• [Short exercise]
Please restate only the lines between the one containing "like x=125, y=149." and the one containing "x=61, y=229", inclusive, swapping "annotate" for "mark" and leaving everything else unchanged.
═════ Dataset rows
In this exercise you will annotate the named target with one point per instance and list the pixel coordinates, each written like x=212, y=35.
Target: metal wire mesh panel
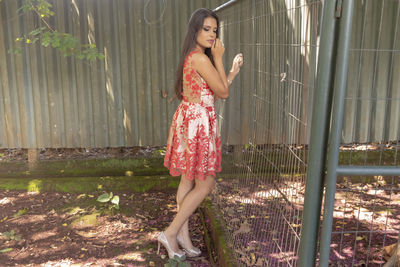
x=366, y=217
x=261, y=197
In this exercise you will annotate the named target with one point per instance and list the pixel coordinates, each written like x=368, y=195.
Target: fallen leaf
x=244, y=229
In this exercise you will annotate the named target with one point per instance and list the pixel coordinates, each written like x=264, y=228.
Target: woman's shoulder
x=200, y=58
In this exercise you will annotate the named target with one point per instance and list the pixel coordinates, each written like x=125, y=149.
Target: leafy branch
x=67, y=44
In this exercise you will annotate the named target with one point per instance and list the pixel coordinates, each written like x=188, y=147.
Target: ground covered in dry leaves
x=65, y=229
x=61, y=229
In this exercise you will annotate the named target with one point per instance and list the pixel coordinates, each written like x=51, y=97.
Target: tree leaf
x=104, y=197
x=115, y=200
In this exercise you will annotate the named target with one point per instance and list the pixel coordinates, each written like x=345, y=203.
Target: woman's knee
x=207, y=185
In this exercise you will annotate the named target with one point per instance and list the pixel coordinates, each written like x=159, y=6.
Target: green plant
x=177, y=262
x=67, y=44
x=11, y=235
x=111, y=201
══════════
• [The completed task]
In this exercise you will mark the named target with one point per instance and list the pixel coordinates, each written like x=125, y=149.
Target: leafy branch
x=67, y=44
In this exercise you will mark the named target with one point per instance and list the pixel coordinates, each written like x=188, y=147.
Target: ground covered in dry leaves
x=65, y=229
x=61, y=229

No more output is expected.